##### Source document #####

4.c Managing yourself:
- It is extremely important to find ways to manage stress and take care of your health. Also, if your better-half and family understands the challenges of startups and supports/love you, the stress/difficulties reduces exponentially.
- Especially in software development phase, use productivity rather than hours worked as measure.
- Know the difference between persistence and stubbornness. Remember persistence (without stubbornness) requires learning and pivoting given new information/lessons, rather than doing same things over and over again expecting different results [6].
- When working in team, your idea is only good to the degree to which you can explain it. If your team doesn't understand it, you can almost be sure that your customer won't be able to understand it. This skill will probably require an entirely new blogpost (which I might write later), but for now here are three things you can do:
a. Read books about presentation/explanation/UI design: Design of everyday things, Don't make me thinkBack of NapkinArt of explanation, Whiteboard selling, slide:ology and 100 things every designer needs to know.
b. Learn empathy (i.e. relating to team/developers/sales and especially customers).
c. Be specific. If you don't break up tasks into smaller items and clarify the purpose/big picture, people (either your team or investor) might feel overwhelmed and can sometime get defensive. One particular thing that every member on your team needs to be very crystal clear about is "minimum viable product".

#####

### What to work on
1. Do these statements agree with the managing-yourself advice? Answer yes or no for each, quoting the deciding words. (a) Hours worked should be the measure during the software development phase. (b) Persistence without stubbornness requires learning and pivoting given new information. (c) If the team doesn't understand an idea, the customer probably won't either.
2. Condense the paragraph of the managing-yourself advice that begins "Be specific" into two shorter sentences, keeping its main facts.

##### Dataset entries #####

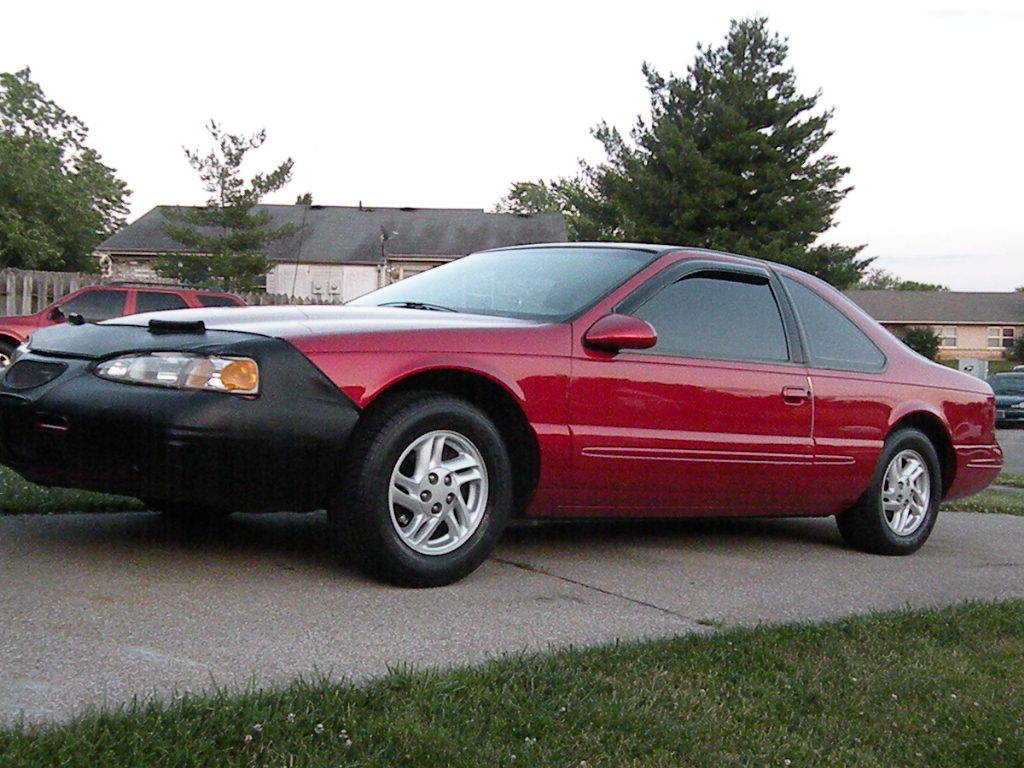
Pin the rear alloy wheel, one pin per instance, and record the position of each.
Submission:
(896, 514)
(428, 491)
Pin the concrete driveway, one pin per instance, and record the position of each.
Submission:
(97, 608)
(1012, 441)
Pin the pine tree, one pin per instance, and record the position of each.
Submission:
(225, 241)
(731, 157)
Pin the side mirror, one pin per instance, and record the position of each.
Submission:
(614, 332)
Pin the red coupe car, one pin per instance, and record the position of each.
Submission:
(557, 380)
(102, 302)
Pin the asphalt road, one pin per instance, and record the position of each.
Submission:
(1012, 441)
(96, 608)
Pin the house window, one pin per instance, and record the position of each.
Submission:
(947, 335)
(1000, 338)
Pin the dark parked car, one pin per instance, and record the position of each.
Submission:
(1009, 390)
(570, 381)
(102, 302)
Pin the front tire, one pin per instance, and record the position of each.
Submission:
(428, 489)
(896, 514)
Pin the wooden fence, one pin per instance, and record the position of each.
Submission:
(28, 291)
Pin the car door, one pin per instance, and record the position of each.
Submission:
(715, 418)
(852, 402)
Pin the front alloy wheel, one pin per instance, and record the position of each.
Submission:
(428, 489)
(438, 493)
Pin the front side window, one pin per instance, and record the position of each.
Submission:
(1000, 338)
(718, 317)
(834, 340)
(156, 301)
(544, 284)
(95, 305)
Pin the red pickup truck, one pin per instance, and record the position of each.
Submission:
(96, 303)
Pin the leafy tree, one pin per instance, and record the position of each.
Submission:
(731, 157)
(57, 200)
(225, 241)
(925, 341)
(881, 280)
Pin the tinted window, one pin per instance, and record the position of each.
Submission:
(717, 317)
(216, 300)
(151, 301)
(95, 305)
(1008, 384)
(833, 340)
(544, 284)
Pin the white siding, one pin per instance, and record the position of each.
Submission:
(323, 282)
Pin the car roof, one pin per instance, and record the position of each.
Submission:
(659, 250)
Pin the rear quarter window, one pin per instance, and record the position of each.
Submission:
(834, 341)
(155, 301)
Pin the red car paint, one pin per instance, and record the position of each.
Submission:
(630, 433)
(15, 329)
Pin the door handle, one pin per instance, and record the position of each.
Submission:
(796, 395)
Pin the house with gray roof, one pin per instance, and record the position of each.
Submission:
(972, 325)
(341, 252)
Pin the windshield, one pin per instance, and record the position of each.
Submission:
(544, 284)
(1008, 384)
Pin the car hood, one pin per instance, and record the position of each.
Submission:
(227, 325)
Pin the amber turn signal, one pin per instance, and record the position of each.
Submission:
(241, 375)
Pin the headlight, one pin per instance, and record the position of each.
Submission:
(184, 371)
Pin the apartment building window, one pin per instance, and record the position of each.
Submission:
(1000, 338)
(947, 334)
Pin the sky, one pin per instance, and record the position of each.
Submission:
(445, 103)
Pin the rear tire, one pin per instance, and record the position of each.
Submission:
(896, 514)
(428, 489)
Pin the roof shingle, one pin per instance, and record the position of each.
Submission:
(344, 235)
(941, 307)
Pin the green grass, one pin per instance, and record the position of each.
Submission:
(20, 497)
(992, 500)
(930, 688)
(1006, 478)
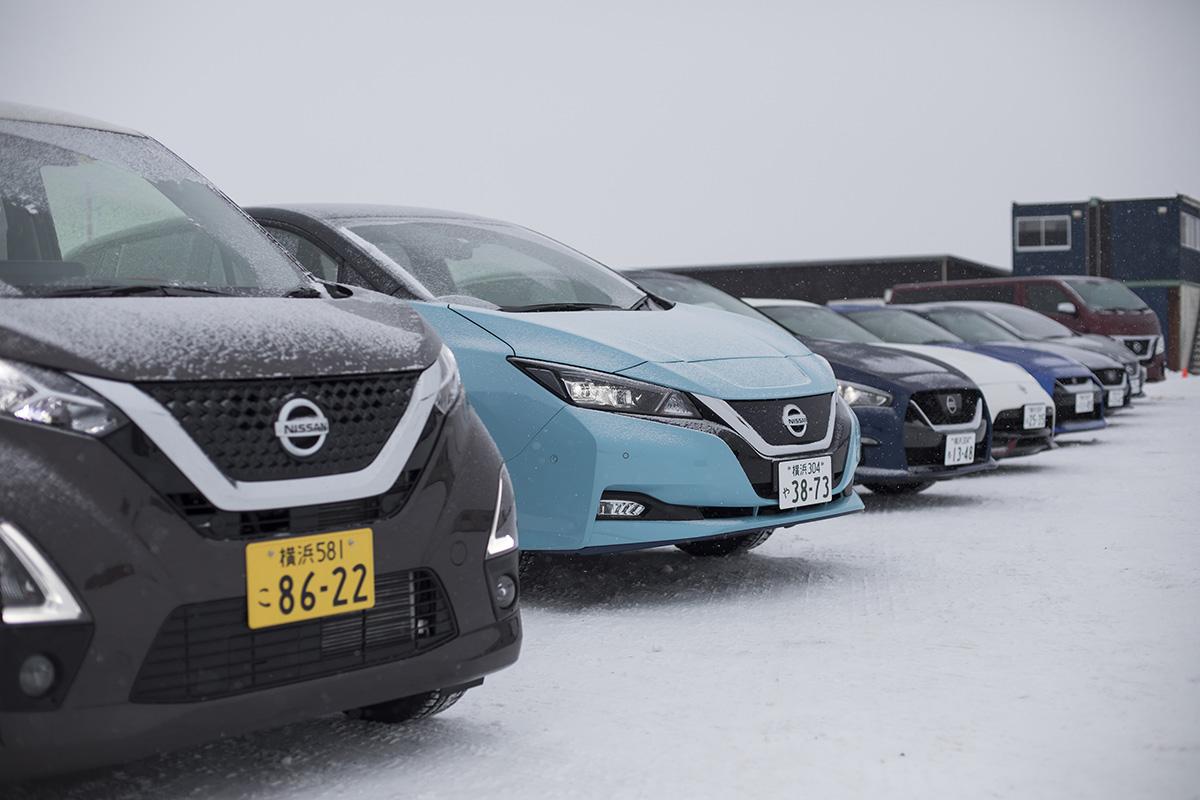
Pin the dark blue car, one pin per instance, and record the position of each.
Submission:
(1078, 396)
(922, 421)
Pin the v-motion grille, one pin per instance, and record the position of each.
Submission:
(205, 650)
(233, 421)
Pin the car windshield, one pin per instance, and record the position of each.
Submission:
(1030, 324)
(903, 328)
(1107, 295)
(99, 212)
(697, 293)
(971, 326)
(508, 266)
(819, 323)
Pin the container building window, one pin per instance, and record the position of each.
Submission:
(1043, 233)
(1189, 230)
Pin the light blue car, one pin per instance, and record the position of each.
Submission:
(625, 421)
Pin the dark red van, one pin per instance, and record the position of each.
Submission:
(1085, 304)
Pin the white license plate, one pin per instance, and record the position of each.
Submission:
(959, 449)
(805, 482)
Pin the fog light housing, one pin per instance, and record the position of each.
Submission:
(504, 591)
(621, 509)
(36, 675)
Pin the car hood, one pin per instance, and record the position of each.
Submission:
(1031, 356)
(215, 338)
(696, 349)
(1090, 358)
(978, 367)
(886, 367)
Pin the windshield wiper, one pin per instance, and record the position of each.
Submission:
(562, 306)
(125, 290)
(304, 292)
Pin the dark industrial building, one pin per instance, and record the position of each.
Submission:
(1150, 244)
(822, 281)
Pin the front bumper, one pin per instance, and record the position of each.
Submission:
(132, 560)
(580, 455)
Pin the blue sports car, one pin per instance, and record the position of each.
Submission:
(625, 421)
(922, 421)
(1077, 395)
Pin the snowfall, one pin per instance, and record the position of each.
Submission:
(1033, 632)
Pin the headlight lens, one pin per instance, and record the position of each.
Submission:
(48, 397)
(450, 389)
(857, 395)
(609, 392)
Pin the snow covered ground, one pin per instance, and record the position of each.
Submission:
(1029, 633)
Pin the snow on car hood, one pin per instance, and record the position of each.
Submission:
(215, 338)
(696, 349)
(1005, 385)
(882, 365)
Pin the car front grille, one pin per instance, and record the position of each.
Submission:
(1012, 422)
(946, 407)
(233, 421)
(205, 650)
(767, 419)
(1141, 346)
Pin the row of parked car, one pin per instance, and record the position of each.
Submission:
(252, 477)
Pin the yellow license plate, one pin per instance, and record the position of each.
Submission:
(305, 577)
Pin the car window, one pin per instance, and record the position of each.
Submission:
(1030, 323)
(1107, 295)
(817, 323)
(971, 326)
(504, 265)
(88, 209)
(903, 328)
(309, 253)
(1044, 298)
(697, 293)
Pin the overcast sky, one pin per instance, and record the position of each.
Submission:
(649, 133)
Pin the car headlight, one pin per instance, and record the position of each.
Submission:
(503, 536)
(859, 395)
(450, 389)
(36, 395)
(609, 392)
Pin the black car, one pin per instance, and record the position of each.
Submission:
(911, 437)
(233, 497)
(1035, 326)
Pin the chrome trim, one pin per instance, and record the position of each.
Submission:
(228, 494)
(743, 428)
(954, 427)
(507, 542)
(59, 603)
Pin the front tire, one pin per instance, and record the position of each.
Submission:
(408, 709)
(899, 488)
(727, 545)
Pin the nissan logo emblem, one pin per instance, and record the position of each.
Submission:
(301, 427)
(795, 420)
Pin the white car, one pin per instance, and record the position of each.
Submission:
(1021, 410)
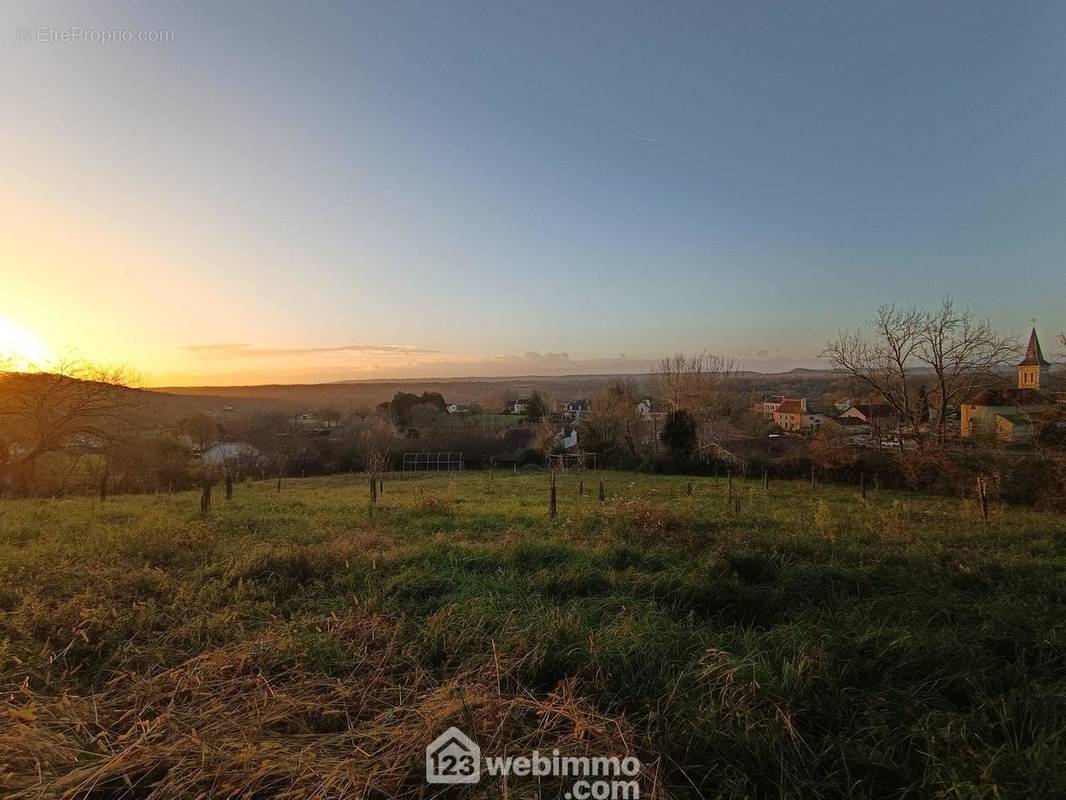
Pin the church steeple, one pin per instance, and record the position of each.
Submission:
(1033, 369)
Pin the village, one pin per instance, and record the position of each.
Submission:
(626, 424)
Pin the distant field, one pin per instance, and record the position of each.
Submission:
(294, 644)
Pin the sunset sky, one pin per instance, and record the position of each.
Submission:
(315, 192)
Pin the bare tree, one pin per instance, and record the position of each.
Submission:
(964, 354)
(882, 363)
(705, 385)
(960, 351)
(700, 382)
(613, 421)
(76, 408)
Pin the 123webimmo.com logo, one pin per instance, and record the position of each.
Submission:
(453, 757)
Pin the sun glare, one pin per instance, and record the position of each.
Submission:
(21, 349)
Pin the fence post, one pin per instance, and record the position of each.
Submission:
(984, 499)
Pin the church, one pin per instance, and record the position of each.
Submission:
(1015, 422)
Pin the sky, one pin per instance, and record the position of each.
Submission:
(297, 192)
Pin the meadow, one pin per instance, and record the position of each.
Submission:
(304, 644)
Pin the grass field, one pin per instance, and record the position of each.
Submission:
(810, 645)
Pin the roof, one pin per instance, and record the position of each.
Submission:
(1034, 357)
(790, 406)
(873, 410)
(1016, 419)
(851, 422)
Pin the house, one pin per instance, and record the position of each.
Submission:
(768, 405)
(817, 420)
(576, 410)
(650, 410)
(851, 427)
(567, 442)
(1005, 425)
(230, 453)
(790, 414)
(989, 417)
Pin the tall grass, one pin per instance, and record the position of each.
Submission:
(304, 644)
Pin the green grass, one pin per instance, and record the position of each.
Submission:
(812, 644)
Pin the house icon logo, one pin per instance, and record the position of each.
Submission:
(452, 757)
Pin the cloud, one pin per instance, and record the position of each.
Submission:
(244, 351)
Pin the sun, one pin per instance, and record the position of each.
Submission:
(21, 349)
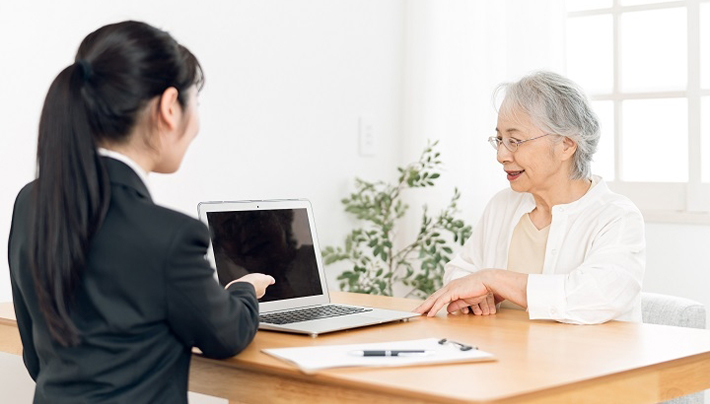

#####

### Responses to the tasks
1.
(a) No: "use productivity rather than hours worked as measure."
(b) Yes: "persistence (without stubbornness) requires learning and pivoting given new information/lessons"
(c) Yes: "If your team doesn't understand it, you can almost be sure that your customer won't be able to understand it."

2. Break tasks into smaller items and clarify their purpose and the big picture, or your team and investors may feel overwhelmed and sometimes get defensive. Everyone on the team must be completely clear about the "minimum viable product."